:: Work task ::
Each line that contains the string "hair" counts once; report how many such lines appear in the data, as a number only.

Extracted material Start Marker

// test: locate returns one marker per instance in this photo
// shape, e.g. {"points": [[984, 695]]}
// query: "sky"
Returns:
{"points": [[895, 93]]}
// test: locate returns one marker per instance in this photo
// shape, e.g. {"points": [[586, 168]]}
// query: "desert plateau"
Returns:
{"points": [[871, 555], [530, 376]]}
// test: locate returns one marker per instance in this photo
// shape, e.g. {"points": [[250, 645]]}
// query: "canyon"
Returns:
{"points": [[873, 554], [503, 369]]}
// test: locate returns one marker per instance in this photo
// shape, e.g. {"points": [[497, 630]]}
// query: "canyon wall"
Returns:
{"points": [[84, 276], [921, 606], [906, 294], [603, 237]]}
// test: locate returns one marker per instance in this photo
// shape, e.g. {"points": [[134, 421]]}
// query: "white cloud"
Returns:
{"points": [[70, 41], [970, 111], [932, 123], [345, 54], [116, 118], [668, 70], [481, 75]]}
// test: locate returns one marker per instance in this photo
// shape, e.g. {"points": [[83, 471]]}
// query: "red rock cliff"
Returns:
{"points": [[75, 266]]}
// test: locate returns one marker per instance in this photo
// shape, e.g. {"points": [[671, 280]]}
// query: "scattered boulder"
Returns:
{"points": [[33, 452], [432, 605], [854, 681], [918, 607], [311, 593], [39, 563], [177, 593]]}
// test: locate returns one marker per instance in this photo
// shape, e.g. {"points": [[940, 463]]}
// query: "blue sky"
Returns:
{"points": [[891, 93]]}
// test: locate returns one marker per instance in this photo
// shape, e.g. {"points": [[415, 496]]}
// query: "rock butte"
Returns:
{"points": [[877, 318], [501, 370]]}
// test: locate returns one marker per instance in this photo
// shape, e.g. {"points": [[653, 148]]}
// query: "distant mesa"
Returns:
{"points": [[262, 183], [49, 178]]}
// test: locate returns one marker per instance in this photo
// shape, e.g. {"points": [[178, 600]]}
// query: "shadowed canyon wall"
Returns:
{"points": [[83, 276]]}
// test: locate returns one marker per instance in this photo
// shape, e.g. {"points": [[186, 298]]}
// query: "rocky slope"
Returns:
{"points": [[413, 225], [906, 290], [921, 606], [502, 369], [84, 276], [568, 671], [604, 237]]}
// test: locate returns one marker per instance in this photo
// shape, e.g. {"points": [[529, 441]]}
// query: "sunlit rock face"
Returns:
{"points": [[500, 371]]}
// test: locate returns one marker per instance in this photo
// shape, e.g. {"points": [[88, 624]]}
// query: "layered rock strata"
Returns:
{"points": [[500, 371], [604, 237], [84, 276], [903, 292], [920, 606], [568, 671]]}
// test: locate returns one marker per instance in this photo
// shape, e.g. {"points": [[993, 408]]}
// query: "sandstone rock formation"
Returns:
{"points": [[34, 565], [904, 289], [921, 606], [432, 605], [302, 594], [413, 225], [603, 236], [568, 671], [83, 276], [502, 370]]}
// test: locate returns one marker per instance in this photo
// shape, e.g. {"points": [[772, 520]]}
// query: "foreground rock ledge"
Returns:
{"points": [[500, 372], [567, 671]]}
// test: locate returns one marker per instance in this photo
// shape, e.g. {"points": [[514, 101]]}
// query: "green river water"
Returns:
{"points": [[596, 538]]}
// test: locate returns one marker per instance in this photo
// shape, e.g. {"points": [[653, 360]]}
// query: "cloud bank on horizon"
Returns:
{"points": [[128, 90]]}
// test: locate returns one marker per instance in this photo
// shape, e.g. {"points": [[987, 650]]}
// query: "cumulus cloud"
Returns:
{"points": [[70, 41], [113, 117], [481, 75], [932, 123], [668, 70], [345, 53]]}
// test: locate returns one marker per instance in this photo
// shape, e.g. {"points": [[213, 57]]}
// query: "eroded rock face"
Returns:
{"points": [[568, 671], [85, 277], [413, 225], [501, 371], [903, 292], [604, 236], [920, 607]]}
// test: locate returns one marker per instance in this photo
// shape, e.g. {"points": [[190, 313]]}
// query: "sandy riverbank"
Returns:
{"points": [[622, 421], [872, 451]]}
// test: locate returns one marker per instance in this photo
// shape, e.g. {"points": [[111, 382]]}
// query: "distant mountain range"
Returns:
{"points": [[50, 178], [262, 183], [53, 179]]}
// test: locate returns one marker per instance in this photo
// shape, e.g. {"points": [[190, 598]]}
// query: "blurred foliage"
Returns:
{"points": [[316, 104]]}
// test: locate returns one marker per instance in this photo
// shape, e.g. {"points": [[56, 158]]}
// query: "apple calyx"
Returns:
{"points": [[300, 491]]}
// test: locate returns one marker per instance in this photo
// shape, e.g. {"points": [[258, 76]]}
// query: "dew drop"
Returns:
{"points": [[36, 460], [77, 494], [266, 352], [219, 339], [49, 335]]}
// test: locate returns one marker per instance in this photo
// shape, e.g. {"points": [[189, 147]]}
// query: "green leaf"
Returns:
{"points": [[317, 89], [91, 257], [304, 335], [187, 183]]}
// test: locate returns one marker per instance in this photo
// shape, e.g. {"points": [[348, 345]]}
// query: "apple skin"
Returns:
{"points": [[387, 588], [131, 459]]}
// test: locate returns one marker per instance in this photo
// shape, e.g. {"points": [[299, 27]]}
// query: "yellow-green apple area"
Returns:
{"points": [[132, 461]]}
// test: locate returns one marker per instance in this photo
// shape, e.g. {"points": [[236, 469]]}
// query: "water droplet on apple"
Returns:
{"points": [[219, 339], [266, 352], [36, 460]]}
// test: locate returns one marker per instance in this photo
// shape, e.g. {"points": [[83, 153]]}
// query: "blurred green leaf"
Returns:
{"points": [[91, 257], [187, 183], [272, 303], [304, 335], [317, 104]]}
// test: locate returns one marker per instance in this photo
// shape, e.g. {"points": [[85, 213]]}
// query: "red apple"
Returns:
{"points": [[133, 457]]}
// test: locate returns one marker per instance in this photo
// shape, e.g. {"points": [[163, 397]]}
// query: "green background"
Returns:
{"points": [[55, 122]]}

Extracted material End Marker
Extracted material Start Marker

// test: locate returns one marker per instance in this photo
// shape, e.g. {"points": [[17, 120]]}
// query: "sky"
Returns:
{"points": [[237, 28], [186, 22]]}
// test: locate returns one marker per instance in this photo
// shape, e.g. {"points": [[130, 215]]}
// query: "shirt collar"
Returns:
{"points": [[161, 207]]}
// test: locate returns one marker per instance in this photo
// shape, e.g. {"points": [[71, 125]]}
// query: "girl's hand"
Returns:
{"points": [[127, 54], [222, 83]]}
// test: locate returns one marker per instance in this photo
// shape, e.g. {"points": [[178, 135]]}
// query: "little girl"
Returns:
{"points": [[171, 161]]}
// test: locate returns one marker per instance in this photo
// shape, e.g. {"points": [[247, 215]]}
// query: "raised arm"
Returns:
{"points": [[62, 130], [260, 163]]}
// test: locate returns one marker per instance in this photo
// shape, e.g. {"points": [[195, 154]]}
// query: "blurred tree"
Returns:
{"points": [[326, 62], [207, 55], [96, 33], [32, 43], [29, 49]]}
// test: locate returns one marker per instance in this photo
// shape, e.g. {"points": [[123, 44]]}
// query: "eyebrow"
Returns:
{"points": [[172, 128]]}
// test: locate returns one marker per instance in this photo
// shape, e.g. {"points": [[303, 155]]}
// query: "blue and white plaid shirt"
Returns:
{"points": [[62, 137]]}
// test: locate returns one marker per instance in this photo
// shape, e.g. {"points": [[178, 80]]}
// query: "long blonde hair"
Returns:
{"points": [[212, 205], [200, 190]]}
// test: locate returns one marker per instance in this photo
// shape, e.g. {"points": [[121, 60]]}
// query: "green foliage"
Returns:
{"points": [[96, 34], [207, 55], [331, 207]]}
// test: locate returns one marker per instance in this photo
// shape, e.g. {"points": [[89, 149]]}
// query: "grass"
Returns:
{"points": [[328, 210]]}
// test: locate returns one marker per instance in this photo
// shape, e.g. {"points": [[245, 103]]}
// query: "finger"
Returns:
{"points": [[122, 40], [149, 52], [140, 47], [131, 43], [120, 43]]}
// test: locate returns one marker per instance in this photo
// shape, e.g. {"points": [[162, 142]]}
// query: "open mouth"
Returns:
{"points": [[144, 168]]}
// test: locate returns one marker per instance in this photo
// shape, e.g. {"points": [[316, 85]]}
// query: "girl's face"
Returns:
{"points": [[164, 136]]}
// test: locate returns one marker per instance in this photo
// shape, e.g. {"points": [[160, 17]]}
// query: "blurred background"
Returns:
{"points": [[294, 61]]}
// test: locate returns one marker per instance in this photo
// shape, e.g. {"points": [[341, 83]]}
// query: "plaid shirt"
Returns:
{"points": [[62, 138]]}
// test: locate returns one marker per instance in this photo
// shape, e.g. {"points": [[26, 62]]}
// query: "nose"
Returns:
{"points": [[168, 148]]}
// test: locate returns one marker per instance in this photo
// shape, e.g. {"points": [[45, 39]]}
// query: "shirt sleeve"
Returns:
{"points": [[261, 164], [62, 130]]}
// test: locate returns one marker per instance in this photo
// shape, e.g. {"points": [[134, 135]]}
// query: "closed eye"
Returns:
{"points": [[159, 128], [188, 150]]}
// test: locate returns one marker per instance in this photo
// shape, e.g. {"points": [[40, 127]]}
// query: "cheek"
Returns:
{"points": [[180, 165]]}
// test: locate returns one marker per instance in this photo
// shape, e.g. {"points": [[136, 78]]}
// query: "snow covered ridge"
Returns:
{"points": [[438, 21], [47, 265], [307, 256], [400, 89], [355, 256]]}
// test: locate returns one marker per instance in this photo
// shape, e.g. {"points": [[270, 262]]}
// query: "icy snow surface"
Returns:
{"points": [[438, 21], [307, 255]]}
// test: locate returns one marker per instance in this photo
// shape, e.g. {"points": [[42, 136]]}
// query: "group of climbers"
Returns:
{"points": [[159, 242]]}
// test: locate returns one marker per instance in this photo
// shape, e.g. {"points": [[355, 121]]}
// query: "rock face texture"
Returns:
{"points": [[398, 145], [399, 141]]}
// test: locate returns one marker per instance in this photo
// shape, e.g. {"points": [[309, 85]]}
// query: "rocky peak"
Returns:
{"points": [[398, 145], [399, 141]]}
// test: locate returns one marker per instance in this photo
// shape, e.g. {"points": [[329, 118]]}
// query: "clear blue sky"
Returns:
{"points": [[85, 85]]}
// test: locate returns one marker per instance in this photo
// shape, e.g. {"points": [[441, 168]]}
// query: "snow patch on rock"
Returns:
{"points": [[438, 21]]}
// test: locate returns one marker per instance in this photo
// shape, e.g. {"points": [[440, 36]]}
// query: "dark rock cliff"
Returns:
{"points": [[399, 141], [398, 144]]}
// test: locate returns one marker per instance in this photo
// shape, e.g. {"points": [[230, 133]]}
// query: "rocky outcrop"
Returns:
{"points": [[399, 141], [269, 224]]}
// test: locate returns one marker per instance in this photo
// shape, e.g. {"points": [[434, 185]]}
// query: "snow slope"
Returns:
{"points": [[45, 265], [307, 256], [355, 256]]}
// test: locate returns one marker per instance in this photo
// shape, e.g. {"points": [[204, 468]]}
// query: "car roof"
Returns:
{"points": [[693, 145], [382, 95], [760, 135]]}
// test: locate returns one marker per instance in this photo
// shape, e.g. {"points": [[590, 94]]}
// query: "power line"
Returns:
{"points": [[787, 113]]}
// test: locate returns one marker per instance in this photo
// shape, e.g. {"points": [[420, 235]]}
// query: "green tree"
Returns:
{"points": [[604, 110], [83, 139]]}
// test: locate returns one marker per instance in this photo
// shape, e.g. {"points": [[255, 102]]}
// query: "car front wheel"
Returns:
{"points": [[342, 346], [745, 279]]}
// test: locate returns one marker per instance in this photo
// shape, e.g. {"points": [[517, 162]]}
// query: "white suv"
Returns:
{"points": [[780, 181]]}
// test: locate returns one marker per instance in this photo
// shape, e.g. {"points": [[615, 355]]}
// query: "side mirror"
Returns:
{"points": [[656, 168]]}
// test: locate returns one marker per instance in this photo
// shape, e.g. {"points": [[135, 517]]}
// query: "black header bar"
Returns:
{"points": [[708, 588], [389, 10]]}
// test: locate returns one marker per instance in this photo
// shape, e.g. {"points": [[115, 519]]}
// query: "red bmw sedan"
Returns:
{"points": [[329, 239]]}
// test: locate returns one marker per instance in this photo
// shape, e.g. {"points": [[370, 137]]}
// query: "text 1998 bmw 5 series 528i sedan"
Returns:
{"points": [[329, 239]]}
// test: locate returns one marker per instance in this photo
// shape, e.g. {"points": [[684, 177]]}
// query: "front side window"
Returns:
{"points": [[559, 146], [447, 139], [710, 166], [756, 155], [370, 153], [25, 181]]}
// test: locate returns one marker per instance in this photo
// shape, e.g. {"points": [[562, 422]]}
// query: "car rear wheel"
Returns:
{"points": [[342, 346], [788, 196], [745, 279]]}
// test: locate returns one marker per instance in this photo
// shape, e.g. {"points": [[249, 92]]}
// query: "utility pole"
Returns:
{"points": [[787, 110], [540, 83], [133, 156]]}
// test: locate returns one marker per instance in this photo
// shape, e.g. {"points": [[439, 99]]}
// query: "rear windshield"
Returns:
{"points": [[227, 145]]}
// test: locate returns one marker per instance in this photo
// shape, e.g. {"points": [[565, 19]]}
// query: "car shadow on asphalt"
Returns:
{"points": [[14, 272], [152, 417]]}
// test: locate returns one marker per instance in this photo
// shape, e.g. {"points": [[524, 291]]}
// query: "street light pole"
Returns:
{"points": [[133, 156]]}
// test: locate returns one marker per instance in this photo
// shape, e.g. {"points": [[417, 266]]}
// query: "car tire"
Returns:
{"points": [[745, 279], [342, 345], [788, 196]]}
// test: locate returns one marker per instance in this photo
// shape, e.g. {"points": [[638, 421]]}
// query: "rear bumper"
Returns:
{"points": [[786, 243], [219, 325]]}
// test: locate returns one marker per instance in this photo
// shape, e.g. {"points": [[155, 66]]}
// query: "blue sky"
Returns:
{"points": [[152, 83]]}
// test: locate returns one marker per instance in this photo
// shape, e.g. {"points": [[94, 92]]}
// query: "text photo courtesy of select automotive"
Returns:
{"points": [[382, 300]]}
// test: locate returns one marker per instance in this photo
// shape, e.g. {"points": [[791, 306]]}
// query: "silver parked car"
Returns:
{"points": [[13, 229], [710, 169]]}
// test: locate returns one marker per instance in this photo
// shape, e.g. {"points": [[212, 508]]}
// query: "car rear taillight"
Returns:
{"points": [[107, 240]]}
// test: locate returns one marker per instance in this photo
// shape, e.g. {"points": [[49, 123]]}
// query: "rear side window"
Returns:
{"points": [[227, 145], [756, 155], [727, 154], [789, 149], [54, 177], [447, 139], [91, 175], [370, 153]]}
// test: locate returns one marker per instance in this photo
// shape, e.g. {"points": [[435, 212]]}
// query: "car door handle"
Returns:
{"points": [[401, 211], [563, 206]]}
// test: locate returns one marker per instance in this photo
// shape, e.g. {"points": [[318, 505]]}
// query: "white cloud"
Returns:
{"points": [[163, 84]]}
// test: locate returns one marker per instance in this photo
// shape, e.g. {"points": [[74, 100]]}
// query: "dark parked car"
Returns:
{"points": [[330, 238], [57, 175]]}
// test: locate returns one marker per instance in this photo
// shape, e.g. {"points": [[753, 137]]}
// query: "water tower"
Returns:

Extracted material End Marker
Extracted material Start Marker

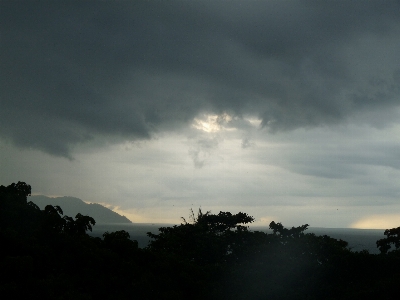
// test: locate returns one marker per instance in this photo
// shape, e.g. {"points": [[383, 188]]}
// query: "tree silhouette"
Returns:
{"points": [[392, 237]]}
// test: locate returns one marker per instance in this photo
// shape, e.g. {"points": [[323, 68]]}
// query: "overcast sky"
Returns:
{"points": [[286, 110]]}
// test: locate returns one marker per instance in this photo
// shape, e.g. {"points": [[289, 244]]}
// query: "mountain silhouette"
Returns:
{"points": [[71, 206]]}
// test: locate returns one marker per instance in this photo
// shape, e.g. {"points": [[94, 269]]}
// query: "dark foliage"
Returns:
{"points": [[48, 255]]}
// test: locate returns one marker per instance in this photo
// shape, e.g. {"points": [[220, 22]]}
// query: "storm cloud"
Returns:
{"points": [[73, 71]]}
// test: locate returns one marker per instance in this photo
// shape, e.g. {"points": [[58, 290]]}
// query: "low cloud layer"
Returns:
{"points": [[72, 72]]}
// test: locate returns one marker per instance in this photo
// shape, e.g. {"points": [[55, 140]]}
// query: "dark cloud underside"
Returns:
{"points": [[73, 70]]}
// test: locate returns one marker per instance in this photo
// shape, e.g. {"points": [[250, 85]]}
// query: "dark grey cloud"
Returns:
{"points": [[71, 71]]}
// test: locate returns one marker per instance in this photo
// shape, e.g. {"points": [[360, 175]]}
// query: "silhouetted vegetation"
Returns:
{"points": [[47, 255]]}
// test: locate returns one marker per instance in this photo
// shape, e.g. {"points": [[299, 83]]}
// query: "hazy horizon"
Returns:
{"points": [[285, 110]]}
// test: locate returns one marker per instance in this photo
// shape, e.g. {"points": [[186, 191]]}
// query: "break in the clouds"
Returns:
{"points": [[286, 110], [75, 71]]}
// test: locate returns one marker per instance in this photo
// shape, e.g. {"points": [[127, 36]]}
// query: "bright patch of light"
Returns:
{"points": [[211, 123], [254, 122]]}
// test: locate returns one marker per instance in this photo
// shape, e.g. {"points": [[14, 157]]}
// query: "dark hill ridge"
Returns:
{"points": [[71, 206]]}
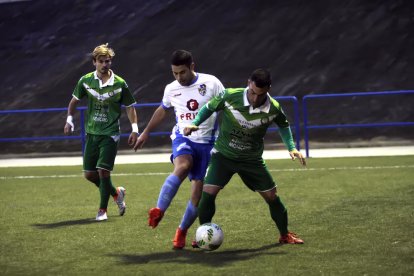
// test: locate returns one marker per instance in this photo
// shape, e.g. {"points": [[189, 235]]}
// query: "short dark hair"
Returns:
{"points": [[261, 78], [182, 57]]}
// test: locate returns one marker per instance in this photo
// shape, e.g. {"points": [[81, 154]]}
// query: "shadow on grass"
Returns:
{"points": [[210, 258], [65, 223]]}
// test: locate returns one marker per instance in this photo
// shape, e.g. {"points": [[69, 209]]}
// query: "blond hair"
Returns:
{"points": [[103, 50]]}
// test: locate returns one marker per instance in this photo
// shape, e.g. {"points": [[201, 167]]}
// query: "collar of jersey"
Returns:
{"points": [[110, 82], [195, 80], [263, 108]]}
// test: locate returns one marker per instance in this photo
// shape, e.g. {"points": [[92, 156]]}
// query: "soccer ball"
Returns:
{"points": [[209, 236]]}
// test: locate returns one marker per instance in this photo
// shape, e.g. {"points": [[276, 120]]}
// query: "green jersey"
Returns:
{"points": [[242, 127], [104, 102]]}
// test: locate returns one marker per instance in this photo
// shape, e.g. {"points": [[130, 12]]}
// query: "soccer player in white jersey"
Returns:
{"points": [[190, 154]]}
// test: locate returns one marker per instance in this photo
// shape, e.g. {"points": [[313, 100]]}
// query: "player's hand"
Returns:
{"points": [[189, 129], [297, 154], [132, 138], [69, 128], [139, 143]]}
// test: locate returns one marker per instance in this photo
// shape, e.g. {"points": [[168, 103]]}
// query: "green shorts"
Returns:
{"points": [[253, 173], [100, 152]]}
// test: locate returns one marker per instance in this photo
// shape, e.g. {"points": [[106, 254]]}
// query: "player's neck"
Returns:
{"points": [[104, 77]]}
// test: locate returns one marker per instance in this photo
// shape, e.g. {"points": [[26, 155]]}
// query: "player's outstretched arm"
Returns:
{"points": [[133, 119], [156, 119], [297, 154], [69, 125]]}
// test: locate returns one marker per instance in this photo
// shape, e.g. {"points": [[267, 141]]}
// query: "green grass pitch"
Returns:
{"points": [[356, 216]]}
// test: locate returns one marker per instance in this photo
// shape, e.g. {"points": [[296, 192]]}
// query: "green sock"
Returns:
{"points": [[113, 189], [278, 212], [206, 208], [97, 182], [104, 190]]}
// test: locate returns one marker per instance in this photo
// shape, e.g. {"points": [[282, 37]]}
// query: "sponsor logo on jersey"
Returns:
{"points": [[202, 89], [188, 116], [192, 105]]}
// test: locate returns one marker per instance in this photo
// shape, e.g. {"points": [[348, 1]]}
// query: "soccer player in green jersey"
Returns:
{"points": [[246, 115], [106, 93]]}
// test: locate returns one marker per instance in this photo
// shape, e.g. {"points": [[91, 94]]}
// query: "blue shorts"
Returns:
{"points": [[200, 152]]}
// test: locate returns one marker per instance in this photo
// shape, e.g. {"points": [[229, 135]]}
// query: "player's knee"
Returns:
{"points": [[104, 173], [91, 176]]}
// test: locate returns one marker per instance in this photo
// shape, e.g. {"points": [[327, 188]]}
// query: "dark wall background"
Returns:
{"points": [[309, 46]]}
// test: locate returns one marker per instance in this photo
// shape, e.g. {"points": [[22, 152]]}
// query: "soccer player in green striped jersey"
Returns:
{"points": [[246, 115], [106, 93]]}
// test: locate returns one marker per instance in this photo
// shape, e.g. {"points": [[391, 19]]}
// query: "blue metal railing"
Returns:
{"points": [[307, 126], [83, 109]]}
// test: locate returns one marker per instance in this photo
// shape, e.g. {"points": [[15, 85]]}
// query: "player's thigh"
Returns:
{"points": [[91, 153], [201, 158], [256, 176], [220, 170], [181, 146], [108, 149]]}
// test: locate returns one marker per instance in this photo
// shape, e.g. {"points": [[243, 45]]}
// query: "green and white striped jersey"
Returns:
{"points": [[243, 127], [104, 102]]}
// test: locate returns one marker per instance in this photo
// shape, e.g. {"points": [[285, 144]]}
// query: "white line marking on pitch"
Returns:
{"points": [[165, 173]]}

Extracted material End Marker

:: Solution below ::
3